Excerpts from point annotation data

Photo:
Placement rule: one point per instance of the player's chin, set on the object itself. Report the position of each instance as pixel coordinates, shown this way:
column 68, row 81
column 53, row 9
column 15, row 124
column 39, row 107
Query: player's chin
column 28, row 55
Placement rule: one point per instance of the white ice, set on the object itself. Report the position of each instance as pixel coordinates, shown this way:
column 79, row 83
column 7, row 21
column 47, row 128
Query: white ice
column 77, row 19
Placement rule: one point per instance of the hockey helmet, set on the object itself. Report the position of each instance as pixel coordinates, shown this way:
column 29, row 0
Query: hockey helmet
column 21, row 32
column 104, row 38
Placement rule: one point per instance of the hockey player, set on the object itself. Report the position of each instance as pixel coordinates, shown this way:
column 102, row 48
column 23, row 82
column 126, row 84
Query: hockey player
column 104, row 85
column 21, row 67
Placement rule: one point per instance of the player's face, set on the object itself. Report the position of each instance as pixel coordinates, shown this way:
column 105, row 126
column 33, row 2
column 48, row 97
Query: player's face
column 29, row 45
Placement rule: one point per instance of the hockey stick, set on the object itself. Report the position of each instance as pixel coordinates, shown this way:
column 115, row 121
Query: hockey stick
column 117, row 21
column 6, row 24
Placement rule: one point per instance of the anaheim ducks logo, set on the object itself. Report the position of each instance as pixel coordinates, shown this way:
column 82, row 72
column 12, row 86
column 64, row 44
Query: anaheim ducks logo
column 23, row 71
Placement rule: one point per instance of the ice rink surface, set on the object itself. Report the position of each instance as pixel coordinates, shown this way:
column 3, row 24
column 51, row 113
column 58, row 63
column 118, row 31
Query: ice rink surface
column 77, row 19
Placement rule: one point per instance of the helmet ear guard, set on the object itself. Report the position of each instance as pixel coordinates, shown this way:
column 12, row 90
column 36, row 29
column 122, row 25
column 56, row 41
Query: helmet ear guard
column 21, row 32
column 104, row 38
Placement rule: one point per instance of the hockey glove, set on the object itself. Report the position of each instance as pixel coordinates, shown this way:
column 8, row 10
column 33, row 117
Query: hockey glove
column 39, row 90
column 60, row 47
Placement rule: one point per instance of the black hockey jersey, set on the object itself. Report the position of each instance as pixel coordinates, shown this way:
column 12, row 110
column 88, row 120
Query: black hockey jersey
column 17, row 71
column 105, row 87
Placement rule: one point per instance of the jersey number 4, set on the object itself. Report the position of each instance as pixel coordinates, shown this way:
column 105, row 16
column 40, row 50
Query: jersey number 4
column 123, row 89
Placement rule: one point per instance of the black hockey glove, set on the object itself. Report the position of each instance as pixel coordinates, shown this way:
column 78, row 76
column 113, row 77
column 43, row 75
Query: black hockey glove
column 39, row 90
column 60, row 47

* What to produce
Reproduce the entire listing above word for word, keeping every line in its original order.

* Answer to this exercise
Photo:
Placement rule: one point per instance of the player's chin, set on the object itself. Report the position of each instance as pixel coordinates, shown this way:
column 68, row 81
column 53, row 9
column 15, row 124
column 39, row 107
Query: player's chin
column 28, row 55
Placement rule: one point per instance of the white ice, set on the object itself. Report the position of each instance as pixel coordinates, shown this way:
column 79, row 83
column 7, row 21
column 47, row 128
Query: white ice
column 77, row 19
Placement rule: one point per instance of the hockey helmet, set on the object itself. Report the position of each instance as pixel coordinates, shown this way:
column 29, row 0
Query: hockey helmet
column 21, row 32
column 104, row 38
Placement rule: one point per instance of the hockey player, set on the object itself. Report the position of each instance as pixel coordinates, shown this way:
column 102, row 48
column 23, row 82
column 126, row 84
Query: hockey player
column 104, row 85
column 21, row 67
Placement rule: one point per instance of the player's face, set on the object itself. Report the position of each instance as pixel coordinates, shown this way:
column 105, row 126
column 33, row 2
column 48, row 97
Query: player's face
column 29, row 45
Placement rule: one point per instance of the hockey stick, set on the object itself. Report the position of each instance as pixel coordinates, shown this way:
column 115, row 121
Query: hockey stick
column 117, row 21
column 6, row 24
Placement rule: one point per instance of the anaheim ducks logo, set on the object itself. Report the position of each instance as pixel coordinates, shown this way:
column 82, row 72
column 12, row 86
column 64, row 44
Query: anaheim ducks logo
column 23, row 71
Placement rule: one point per instance of the ice rink surface, set on the object itself. Report the position of each instance as pixel coordinates, shown this way:
column 3, row 24
column 51, row 113
column 58, row 63
column 118, row 31
Query: ice rink surface
column 77, row 19
Placement rule: one point per instance of the helmet ear guard, set on the object itself. Report the position of each instance as pixel coordinates, shown this way:
column 12, row 90
column 36, row 29
column 122, row 25
column 56, row 41
Query: helmet ear guard
column 21, row 32
column 104, row 38
Placement rule: one point per instance of the hockey glove, set on the object itself. Report the position of each instance as pixel coordinates, shown this way:
column 8, row 10
column 33, row 117
Query: hockey glove
column 39, row 90
column 60, row 47
Placement rule: one point per instance of the black hockey jersey, set on the object itself. Report the position of each instance as pixel coordinates, shown this way:
column 12, row 110
column 88, row 120
Query: black hockey jersey
column 17, row 71
column 105, row 87
Placement rule: one point per instance of the jersey number 4, set on the object itself. Report the position of each instance as pixel coordinates, shown this way:
column 105, row 16
column 40, row 50
Query: jersey number 4
column 123, row 89
Placement rule: one point per instance of the black hockey glove, set on the object itself. Report the position of each instance as pixel coordinates, shown this way:
column 78, row 76
column 113, row 77
column 43, row 75
Query: black hockey glove
column 39, row 90
column 60, row 47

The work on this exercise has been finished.